-- The data --

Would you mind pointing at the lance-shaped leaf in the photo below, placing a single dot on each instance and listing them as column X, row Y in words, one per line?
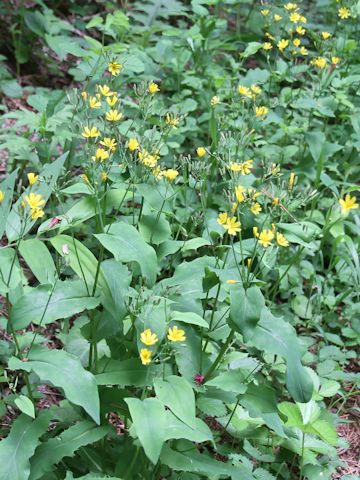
column 127, row 245
column 64, row 445
column 63, row 370
column 149, row 418
column 45, row 187
column 19, row 446
column 45, row 304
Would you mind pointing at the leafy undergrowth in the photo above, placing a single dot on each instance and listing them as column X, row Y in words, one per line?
column 179, row 269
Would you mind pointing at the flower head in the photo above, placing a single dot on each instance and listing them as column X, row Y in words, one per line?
column 115, row 68
column 113, row 116
column 281, row 240
column 32, row 178
column 344, row 13
column 266, row 237
column 145, row 356
column 34, row 200
column 133, row 144
column 175, row 334
column 90, row 132
column 200, row 151
column 153, row 88
column 348, row 203
column 148, row 337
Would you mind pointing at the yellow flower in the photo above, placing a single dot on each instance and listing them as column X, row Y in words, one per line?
column 105, row 91
column 256, row 89
column 215, row 101
column 101, row 155
column 239, row 193
column 148, row 338
column 200, row 152
column 244, row 91
column 133, row 144
column 281, row 240
column 325, row 35
column 94, row 102
column 244, row 168
column 222, row 218
column 319, row 62
column 170, row 174
column 300, row 30
column 172, row 120
column 145, row 356
column 34, row 200
column 90, row 132
column 32, row 178
column 153, row 88
column 37, row 213
column 175, row 334
column 111, row 101
column 344, row 13
column 109, row 143
column 267, row 46
column 232, row 226
column 266, row 237
column 295, row 17
column 255, row 208
column 113, row 116
column 282, row 44
column 261, row 111
column 348, row 203
column 115, row 68
column 291, row 6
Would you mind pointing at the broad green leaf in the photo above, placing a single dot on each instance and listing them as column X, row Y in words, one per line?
column 188, row 317
column 129, row 372
column 19, row 446
column 65, row 371
column 245, row 309
column 25, row 405
column 64, row 445
column 42, row 305
column 7, row 188
column 149, row 418
column 38, row 258
column 177, row 394
column 44, row 186
column 275, row 336
column 127, row 245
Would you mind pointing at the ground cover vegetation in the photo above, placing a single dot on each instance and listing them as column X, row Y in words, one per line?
column 179, row 223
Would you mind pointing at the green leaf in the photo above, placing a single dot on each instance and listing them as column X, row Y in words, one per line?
column 277, row 337
column 149, row 417
column 25, row 405
column 38, row 258
column 49, row 176
column 188, row 317
column 7, row 188
column 64, row 445
column 127, row 245
column 177, row 394
column 245, row 309
column 40, row 305
column 19, row 446
column 65, row 371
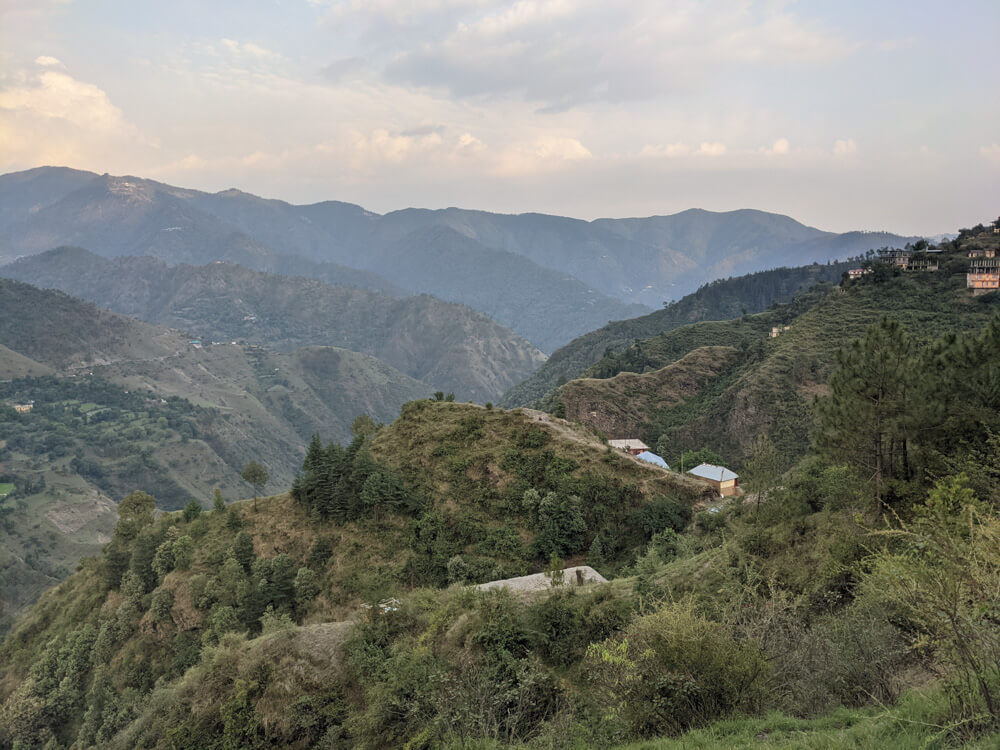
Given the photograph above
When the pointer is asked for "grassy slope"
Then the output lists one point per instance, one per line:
(772, 390)
(474, 442)
(368, 558)
(449, 346)
(619, 406)
(724, 299)
(239, 403)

-- Task instructions --
Word-for-word copy, no pictures: write out the entries above in full.

-- Exercise solution --
Would you mind pointing at the lance-shaped leaf in the photo below, placing a single dot on each instance and listing them as column X, row Y in words, one per line?
column 127, row 245
column 64, row 445
column 63, row 370
column 149, row 418
column 45, row 187
column 19, row 446
column 45, row 304
Would you mind pointing at the leafy undergrowth in the photo above, placing a single dot on each instance and listing them as column X, row Y in words, one per line?
column 179, row 269
Would you mind pointing at the flower head in the photo above, placing a single dot on each instance and listing them as column X, row Y in words, one per line?
column 115, row 68
column 113, row 116
column 281, row 240
column 32, row 178
column 344, row 13
column 266, row 237
column 145, row 356
column 34, row 200
column 133, row 144
column 175, row 334
column 90, row 132
column 200, row 151
column 153, row 88
column 348, row 203
column 148, row 337
Would you mind pointing at the yellow flower in the photo above, placing a single dot on each instance and listing them as column X, row Y in words, one per line?
column 105, row 91
column 256, row 89
column 215, row 101
column 101, row 155
column 239, row 193
column 148, row 338
column 200, row 152
column 244, row 91
column 133, row 144
column 281, row 240
column 325, row 35
column 94, row 102
column 244, row 168
column 222, row 218
column 319, row 62
column 170, row 174
column 300, row 30
column 172, row 120
column 145, row 356
column 34, row 200
column 90, row 132
column 32, row 178
column 153, row 88
column 37, row 213
column 175, row 334
column 111, row 101
column 344, row 13
column 109, row 143
column 267, row 46
column 232, row 226
column 266, row 237
column 295, row 17
column 255, row 208
column 113, row 116
column 282, row 44
column 261, row 111
column 348, row 203
column 115, row 68
column 291, row 6
Would you mind pointing at the broad green leaf in the photo above, placing a single dot on each instance and listing them as column X, row Y in words, one per line?
column 188, row 317
column 129, row 372
column 19, row 446
column 65, row 371
column 245, row 309
column 25, row 405
column 64, row 445
column 42, row 305
column 7, row 188
column 149, row 418
column 38, row 258
column 177, row 394
column 44, row 186
column 275, row 336
column 127, row 245
Would you mind pointing at the ground cover vegetation in the photo above, placing a single dot on each instance and listing them as column X, row Y in words, one per line?
column 179, row 223
Would you mind pointing at the green leaf in the photo above, placing a single dot on each instance and listing them as column X, row Y in words, one per line?
column 277, row 337
column 149, row 417
column 25, row 405
column 38, row 258
column 49, row 176
column 188, row 317
column 7, row 188
column 64, row 445
column 127, row 245
column 177, row 394
column 245, row 309
column 40, row 305
column 19, row 446
column 65, row 371
Given the photograph above
When the pointer is asked for "grassy slope"
Then the output lists one point per instance, one per line:
(772, 390)
(474, 442)
(368, 558)
(449, 346)
(619, 406)
(724, 299)
(239, 403)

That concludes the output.